PROBLEM DESCRIPTION:
Nothing but the exact text of the entries should appear in your answer; pictures stay out.

== MATERIALS PROVIDED

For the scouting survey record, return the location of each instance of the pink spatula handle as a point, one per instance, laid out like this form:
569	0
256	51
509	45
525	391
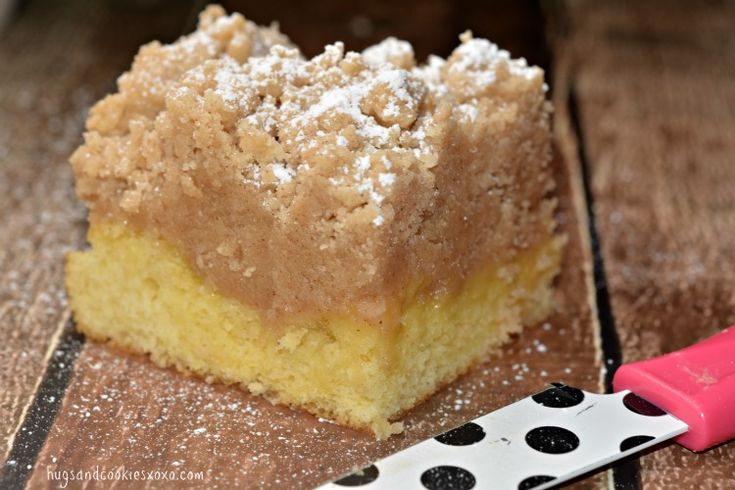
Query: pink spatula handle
695	384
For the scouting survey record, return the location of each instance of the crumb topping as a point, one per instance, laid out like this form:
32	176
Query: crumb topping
344	146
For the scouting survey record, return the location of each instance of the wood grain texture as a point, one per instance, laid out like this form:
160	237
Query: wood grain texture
120	409
655	94
56	58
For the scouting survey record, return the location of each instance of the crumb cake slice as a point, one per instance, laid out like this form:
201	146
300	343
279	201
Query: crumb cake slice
344	234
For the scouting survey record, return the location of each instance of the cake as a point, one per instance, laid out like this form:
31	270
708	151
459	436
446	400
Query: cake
343	234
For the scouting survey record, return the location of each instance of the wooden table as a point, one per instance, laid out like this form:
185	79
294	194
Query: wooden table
645	129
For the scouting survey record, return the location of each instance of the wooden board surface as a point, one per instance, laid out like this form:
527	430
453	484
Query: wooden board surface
649	88
57	58
655	101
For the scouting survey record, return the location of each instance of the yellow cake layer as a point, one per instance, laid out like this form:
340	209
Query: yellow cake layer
140	292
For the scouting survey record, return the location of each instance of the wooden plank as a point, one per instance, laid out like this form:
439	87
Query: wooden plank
121	410
655	97
57	58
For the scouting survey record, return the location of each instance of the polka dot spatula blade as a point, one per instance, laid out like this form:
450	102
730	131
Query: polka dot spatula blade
562	432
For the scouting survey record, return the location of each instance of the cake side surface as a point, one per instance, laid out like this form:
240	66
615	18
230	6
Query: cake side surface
139	292
344	234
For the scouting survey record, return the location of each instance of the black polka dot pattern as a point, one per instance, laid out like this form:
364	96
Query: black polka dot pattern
559	396
467	434
534	481
634	441
636	404
447	478
359	478
552	440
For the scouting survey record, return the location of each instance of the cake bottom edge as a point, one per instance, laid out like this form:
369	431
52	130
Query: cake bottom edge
139	293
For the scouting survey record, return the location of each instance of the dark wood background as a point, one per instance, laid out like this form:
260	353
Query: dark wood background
644	97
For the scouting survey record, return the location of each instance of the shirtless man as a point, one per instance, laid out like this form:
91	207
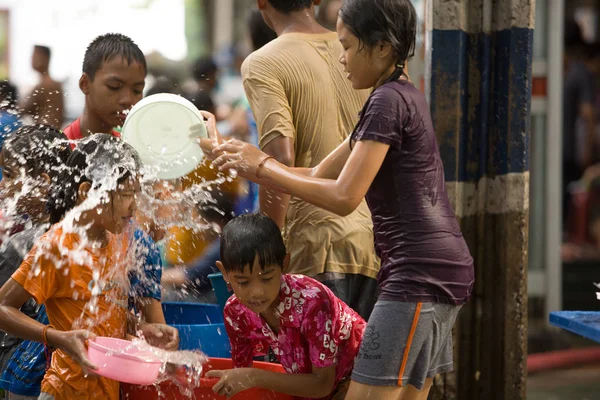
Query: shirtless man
45	103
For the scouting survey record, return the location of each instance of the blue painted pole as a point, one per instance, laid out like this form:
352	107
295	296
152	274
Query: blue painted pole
479	54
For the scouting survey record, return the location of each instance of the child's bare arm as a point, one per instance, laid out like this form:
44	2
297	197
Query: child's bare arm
152	310
317	384
14	322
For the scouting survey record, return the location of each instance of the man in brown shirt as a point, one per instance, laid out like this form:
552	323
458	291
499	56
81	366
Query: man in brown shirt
304	108
45	102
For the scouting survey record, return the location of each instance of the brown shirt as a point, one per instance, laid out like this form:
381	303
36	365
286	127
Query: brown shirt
297	88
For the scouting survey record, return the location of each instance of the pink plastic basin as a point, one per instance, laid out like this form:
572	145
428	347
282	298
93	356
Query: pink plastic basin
169	390
119	360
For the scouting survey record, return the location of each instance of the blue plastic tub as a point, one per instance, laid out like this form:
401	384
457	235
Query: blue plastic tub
192	313
200	327
211	339
220	289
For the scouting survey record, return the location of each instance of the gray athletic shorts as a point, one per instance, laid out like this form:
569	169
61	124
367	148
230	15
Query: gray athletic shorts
405	343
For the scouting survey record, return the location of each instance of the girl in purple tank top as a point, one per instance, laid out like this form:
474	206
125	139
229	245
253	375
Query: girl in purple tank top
392	159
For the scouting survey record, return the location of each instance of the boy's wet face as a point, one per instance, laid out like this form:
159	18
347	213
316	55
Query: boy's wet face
117	213
257	289
116	87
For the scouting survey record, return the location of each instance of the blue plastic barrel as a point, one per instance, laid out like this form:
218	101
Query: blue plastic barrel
200	327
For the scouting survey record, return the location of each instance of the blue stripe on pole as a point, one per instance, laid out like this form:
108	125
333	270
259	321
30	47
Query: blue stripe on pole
484	133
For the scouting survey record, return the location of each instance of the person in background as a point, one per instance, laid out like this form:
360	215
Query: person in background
205	73
304	108
9	115
393	159
328	12
243	124
579	98
194	277
201	100
9	122
45	103
34	154
162	84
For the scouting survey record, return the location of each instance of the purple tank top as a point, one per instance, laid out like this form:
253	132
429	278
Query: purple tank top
424	257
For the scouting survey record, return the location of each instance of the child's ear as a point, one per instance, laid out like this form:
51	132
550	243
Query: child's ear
222	269
46	186
286	264
84	83
83	191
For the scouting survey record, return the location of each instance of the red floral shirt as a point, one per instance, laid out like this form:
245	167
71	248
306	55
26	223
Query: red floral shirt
317	329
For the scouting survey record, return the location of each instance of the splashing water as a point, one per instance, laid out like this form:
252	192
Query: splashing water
179	208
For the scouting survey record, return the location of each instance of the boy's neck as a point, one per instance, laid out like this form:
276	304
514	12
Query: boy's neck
96	235
90	124
303	21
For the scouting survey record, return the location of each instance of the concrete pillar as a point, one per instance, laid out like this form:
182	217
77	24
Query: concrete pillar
478	81
223	24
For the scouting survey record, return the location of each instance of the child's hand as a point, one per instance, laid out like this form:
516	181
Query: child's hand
74	344
160	335
232	381
211	128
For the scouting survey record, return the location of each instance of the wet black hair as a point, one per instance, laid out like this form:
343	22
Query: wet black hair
260	33
203	67
106	47
45	50
250	236
219	209
375	21
102	155
288	6
8	94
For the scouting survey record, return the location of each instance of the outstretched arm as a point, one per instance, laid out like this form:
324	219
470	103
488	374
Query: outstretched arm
319	383
341	195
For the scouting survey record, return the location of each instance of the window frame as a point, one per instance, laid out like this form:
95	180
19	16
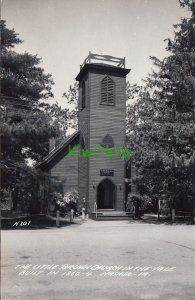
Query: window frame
106	102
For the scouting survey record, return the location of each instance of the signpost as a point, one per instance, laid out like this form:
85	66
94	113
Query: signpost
106	172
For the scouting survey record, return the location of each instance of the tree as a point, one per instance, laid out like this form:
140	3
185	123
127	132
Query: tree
72	99
27	120
160	125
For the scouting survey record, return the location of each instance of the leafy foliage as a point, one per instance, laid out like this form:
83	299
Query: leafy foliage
27	120
160	125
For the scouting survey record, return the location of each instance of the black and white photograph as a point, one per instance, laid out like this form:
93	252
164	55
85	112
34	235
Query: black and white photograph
97	103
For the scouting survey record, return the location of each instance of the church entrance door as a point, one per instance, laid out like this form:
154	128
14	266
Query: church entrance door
105	194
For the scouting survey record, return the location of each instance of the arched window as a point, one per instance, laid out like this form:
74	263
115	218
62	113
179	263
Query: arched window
107	141
107	91
83	95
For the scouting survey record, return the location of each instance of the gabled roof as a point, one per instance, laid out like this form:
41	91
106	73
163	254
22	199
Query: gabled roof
59	152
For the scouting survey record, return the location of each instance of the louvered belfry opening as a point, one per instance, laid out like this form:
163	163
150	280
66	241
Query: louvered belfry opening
107	91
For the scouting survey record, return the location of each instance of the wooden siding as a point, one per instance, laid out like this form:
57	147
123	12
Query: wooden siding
66	170
107	120
83	125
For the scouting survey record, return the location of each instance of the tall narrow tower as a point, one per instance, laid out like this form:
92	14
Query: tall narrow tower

====

ANSWER SECTION:
For the scouting survey record, return the location of each instance of the pink spatula handle as a point, one per instance, laid out like this form:
569	0
256	51
509	45
525	391
Query: pink spatula handle
695	384
For the scouting survey record, return the location of each instance of the crumb topping as a point, one per instance, laid out like this form:
32	176
Query: crumb topping
344	146
For the scouting survey record, return the location of each instance of the wood grain texture as a point, one per instance, laid out like this form:
160	237
Query: wood grain texture
120	409
655	94
56	58
For the scouting survey record, return the location of each instance of the crumb cake slice as a point, one per instance, laid out like this form:
201	146
300	343
279	201
Query: crumb cake slice
344	234
For the scouting survey record, return the location of each instance of the cake as a point, one per instance, laid out like this form:
31	270
708	151
459	436
446	400
Query: cake
343	234
For the scouting survey record, return the location of each instance of the wooden table as a point, one per instance, laid out like this form:
185	79
294	194
Query: wooden table
645	129
For the scouting survey record, return the location of each instance of the wooden board surface as a point, one per instance, laid out like this form:
527	430
453	484
Query: wooden board surface
649	88
57	58
655	101
For the scouting survey record, return the location of each instance of the yellow cake layer as a point, one per instance, laid out like this form:
340	209
Query: yellow cake layer
140	292
For the scouting survey record, return the location of each instance of the wooden plank as a point, one per instance, laid out like this form:
439	87
Query: wooden plank
121	410
655	97
57	58
For the scouting survey record, return the location of each instance of the polka dot spatula blade as a point, one per instance, laid out like this form:
450	102
730	131
Query: polka dot spatula blade
562	432
For the scouting survey record, return the location of each instance of the cake side surface as a point, one per instance, laid out like this form:
240	66
615	18
230	6
Query: cake side surface
139	292
344	234
For the scouting survey record, return the location of each instance of the black polka dot pattern as a point, one per instance, laid out like this form:
364	96
Query: black polka dot pattern
559	396
467	434
534	481
634	441
636	404
447	478
359	478
552	440
For the scouting survey record, return the location of each instance of the cake bottom edge as a point, one per instance, laid out like this form:
369	431
52	130
Query: cake bottom edge
139	293
For the scouting survey record, return the location of each instance of the dark wood background as a point, one per instance, laid out like this form:
260	353
Query: dark wood background
644	97
For the scouting survey record, return the location of each instance of the shirtless man as a point, one per instance, laid out like this form:
91	207
Query: shirtless man
45	103
For the scouting survey record, return the location of each instance of the blue painted pole as a point, one per instance, laid out like this form:
352	107
295	296
152	274
Query: blue painted pole
479	54
For the scouting survey record, return the location of each instance of the child's bare arm as a point, one per instance, laid out like this form:
44	2
297	197
Query: child's bare arm
152	310
317	384
14	322
For the scouting survey record, return the location of each instance of the man in brown shirt as a point, one per instance, laid out like this form:
552	323
458	291
499	56
81	366
Query: man in brown shirt
304	108
45	102
For the scouting survey record, return the location of each instance of the brown shirt as a point, one per instance, laid out like this form:
381	303
36	365
286	127
Query: brown shirt
297	88
For the scouting survey record, return the location of each instance of the pink plastic basin as a point, one per instance, laid out like this form:
572	145
428	347
282	298
93	356
Query: pink plastic basin
169	390
119	360
For the scouting survey record, return the location of each instance of the blue plastic tub as a point, one per instance, laid out like this form:
401	384
457	235
Query: blue plastic tub
192	313
200	327
211	339
220	289
For the scouting survey record, return the location of each instance of the gray athletic shorts as a point, one per instance, laid out like this form:
569	169
61	124
367	148
230	15
Query: gray athletic shorts
405	343
For the scouting survey record, return the location of each instance of the girl in purple tank top as a point, one per instance, laid out like this form:
474	206
125	139
229	245
253	375
Query: girl in purple tank top
392	159
For the scouting survey record, return the location of each instance of the boy's wet face as a point, one per instance, laid out like this form:
159	18
347	213
316	55
Query: boy's wet face
117	213
257	289
116	87
For the scouting survey record, return the location of each instance of the blue plastic barrel as a point, one per instance, laid out like this form:
218	101
Query: blue plastic barrel
200	327
For the scouting survey record, return the location of each instance of the blue stripe on pole as a point, one per instance, laid out like this form:
108	125
333	270
259	321
30	47
Query: blue stripe on pole
484	133
For the scouting survey record, return the location of each instance of the person in background as a point, one per instance, laid out like this form:
360	215
Query: person in background
205	73
304	108
9	115
393	159
328	12
243	124
579	98
194	277
201	100
9	122
45	103
34	154
162	84
For the scouting survey record, return the location of each instance of the purple tank top as a point, one per instance, laid out like this form:
253	132
429	278
Query: purple tank top
424	257
For the scouting survey record, return the location of each instance of the child's ear as a point, one per instance, laid out like this form:
51	132
550	243
Query: child's ear
222	269
46	186
286	264
84	83
83	191
For the scouting survey record, return the location of each instance of the red floral shirt as a point, one per instance, laid out like this form:
245	167
71	248
306	55
26	223
Query: red floral shirt
317	329
For the scouting survey record, return the location of each instance of the splashing water as a point, one per instance, laid out like this form:
252	192
Query: splashing water
179	208
For the scouting survey record, return the location of each instance of the boy's neck as a point, one per instance, laid out like this form:
276	304
514	12
Query: boy's neck
96	235
90	124
303	21
For the scouting survey record, return the location of each instance of the concrete pillar as a point, one per instance, laid out like this form:
182	217
77	24
Query: concrete pillar
478	81
223	24
For the scouting survey record, return the location of each instance of the child's hand as a point, one per instance, laid out like this form:
516	181
Query: child's hand
74	344
160	335
232	381
211	128
For the scouting survey record, return the location of each instance of the wet black hair as a point, one per instance, laid out like this form:
343	22
Query: wet black hair
260	33
203	67
106	47
45	50
250	236
219	209
375	21
102	155
288	6
8	94
For the scouting survey record, return the location of each instance of the outstretched arm as a point, one per instance, laid out like this form:
324	219
470	103
488	374
Query: outstretched arm
319	383
341	195
For the scouting survey record, return the location of each instance of the window frame as a point, one per instance, laid out like this form:
95	180
19	16
Query: window frame
106	102
For the scouting survey record, return the location of each instance of the signpost as a point, one per instance, laid out like this form:
85	66
94	113
Query: signpost
106	172
For the scouting survey record, return the location of each instance of the tree as a point, one per instance, laid out like this form:
140	3
185	123
127	132
Query: tree
72	99
27	120
160	125
For the scouting survey record, return the location of each instance of the leafy foliage as a point, one per instance, laid out like this form:
83	299
Query: leafy foliage
27	120
160	125
For the scouting survey record, return the location of each instance of the black and white photograph as a point, one per instance, laid out like this form:
93	252
164	55
85	112
34	235
Query: black and white photograph
97	103
For the scouting survey record, return the location of each instance of the church entrance door as a point, one per instance, laid out like this form:
154	128
14	266
Query: church entrance door
105	194
For the scouting survey record, return the location of each instance of the arched window as a point, one per instance, laid out like this form:
74	263
115	218
62	113
179	263
Query: arched window
107	141
107	91
83	95
For the scouting survey record, return the location of each instance of the gabled roof as a point, one per instance, laid out like this form:
41	91
106	73
163	254
22	199
Query: gabled roof
59	152
For the scouting survey record, return the location of each instance of the louvered belfry opening as a point, one per instance, laid out like this form:
163	163
150	280
66	241
Query: louvered belfry opening
107	91
For the scouting survey record, return the location of each instance of the wooden siding as a point, one per instance, laid out like this form:
57	147
123	12
Query: wooden siding
66	170
107	120
83	125
For the scouting survey record, return the location of each instance of the tall narrow tower as a point, one per instance, laid out like this form:
92	14
Query: tall narrow tower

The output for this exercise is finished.